━━━ Texte extrait

Brossons le tableau en quelques points simples et clairs …
1. L'humanité est un vaste système complexe, partie prenante d'un système encore plus complexe et plus vaste : la biosphère . Les modèles et lois de la physique complexe s'y appliquent.
2. Le processus humain, au sein du processus biosphérique, est travaillé par les trois propensions fondamentales de la physique complexe : la propension massique qui tend à augmenter à la fois son territoire et sa démographie, la propension eidétique qui tend à complexifier ses modes d'organisation et la propension dynamique qui tend à accélérer le rythme de ses activités.
3. Ces trois propensions évoluent de conserve par un jeu d'équilibres dynamiques qui assurent l'homéostasie globale du processus humain. Sous peine de s'étioler, cette homéostasie humaine doit, en plus, se développer en harmonie avec l'homéostasie supérieure du processus biosphérique global qui la porte, la nourrit et la fonde. La rupture écologique que nous vivons aujourd'hui est l'expression de la rupture de cette harmonie entre les deux niveaux biosphérique et humain.
4. De plus, le processus humain vit, sous nos yeux, une bifurcation , au sens de Prigogine , c'est-à-dire un saut, à la fois quantitatif et qualitatif, de ses trois propensions fondamentales. Ce saut induit une restructuration en profondeur de l'architecture homéostatique de l'ensemble, restructuration que traduit l'actuelle crise paradigmatique et dont nos crises économiques et sociétales successives sont le signe et l'expression.
5. Les trois sauts propensifs que nous vivons aujourd'hui, sont respectivement la mondialisation (densification massique des territoires humains étendus à toute la Terre), la réticulation (complexification eidétique de toutes les organisations par passage des structures hiérarchiques aux structures mosaïques en réseau) et la dématérialisation (accélération dynamique de tous les rythmes au travers des technologies télématiques). Il est clair que, par exemple, le phénomène Internet (et la révolution noétique qu'il permet) synthétise et symbolise parfaitement la convergence de ces trois sauts propensifs.
6. A ces trois défis évolutifs, s'ajoute le défi écologique du rétablissement de l'homéostasie globale de et avec Gaïa .
7. Quatre défis, donc, qui sont l'intériorité pour accompagner la mondialisation, la complexité pour accompagner la réticulation, l'immatérialité pour accompagner la dématérialisation et la frugalité pour accompagner le rétablissement de l'homéostasie écologique. Examinons ces quatre défis un peu plus en détails :
a. La mondialisation appelle l'intériorité : les espaces extérieurs étant saturés, seuls les espaces intérieurs s'offrent encore à l'expansion humaine. La conquête des territoires physiques à la surface de l'étendue étant achevée, le développement humain futur partira à la conquête des territoires noétiques dans les profondeurs de la durée.

━━━━━━
━━━ Jeu de données

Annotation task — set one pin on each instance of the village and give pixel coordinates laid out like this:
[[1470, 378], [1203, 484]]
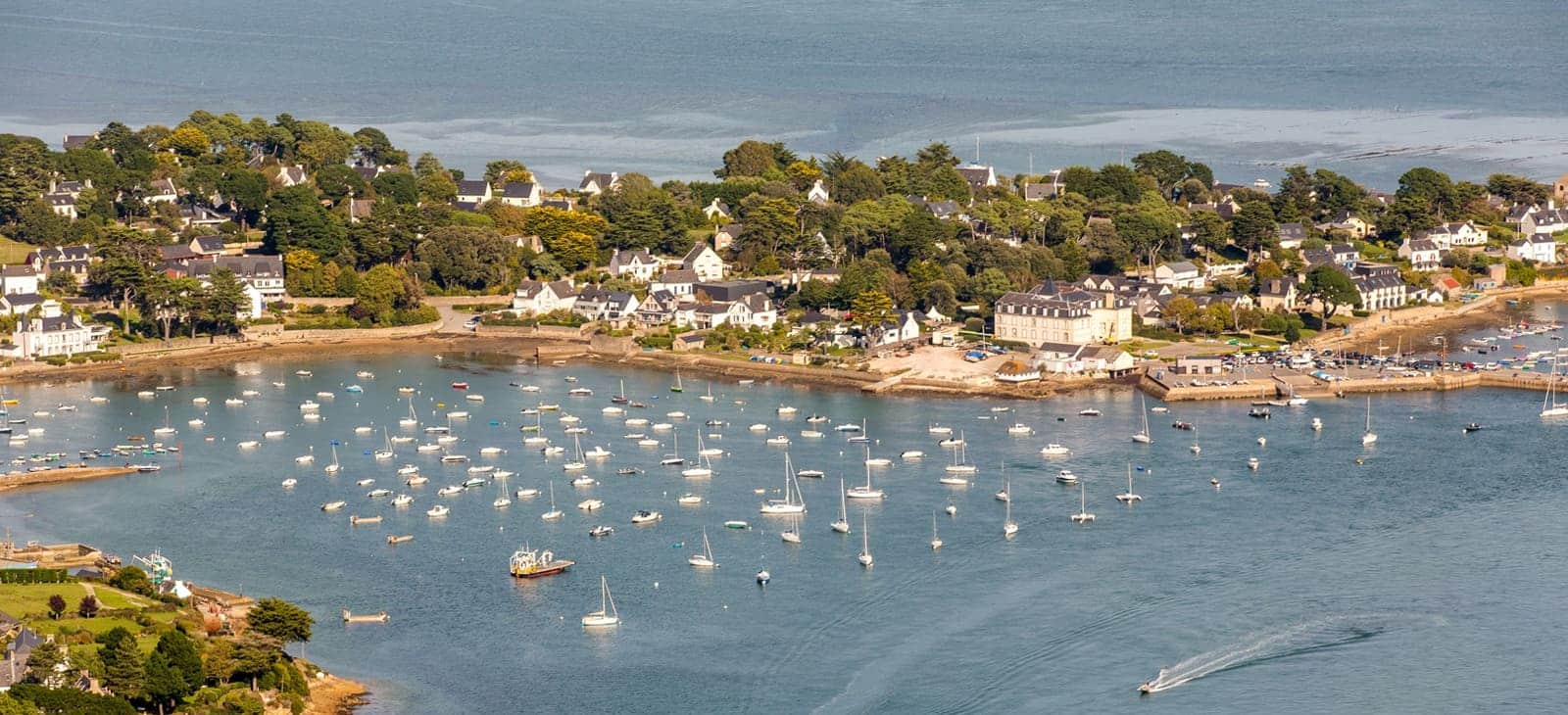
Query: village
[[1071, 274]]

━━━━━━

» **Consigne**: Recopiez le passage du texte extrait compris entre « 6. A ces trois » et « de la durée. », bornes incluses.

» **Réponse attendue**:
6. A ces trois défis évolutifs, s'ajoute le défi écologique du rétablissement de l'homéostasie globale de et avec Gaïa .
7. Quatre défis, donc, qui sont l'intériorité pour accompagner la mondialisation, la complexité pour accompagner la réticulation, l'immatérialité pour accompagner la dématérialisation et la frugalité pour accompagner le rétablissement de l'homéostasie écologique. Examinons ces quatre défis un peu plus en détails :
a. La mondialisation appelle l'intériorité : les espaces extérieurs étant saturés, seuls les espaces intérieurs s'offrent encore à l'expansion humaine. La conquête des territoires physiques à la surface de l'étendue étant achevée, le développement humain futur partira à la conquête des territoires noétiques dans les profondeurs de la durée.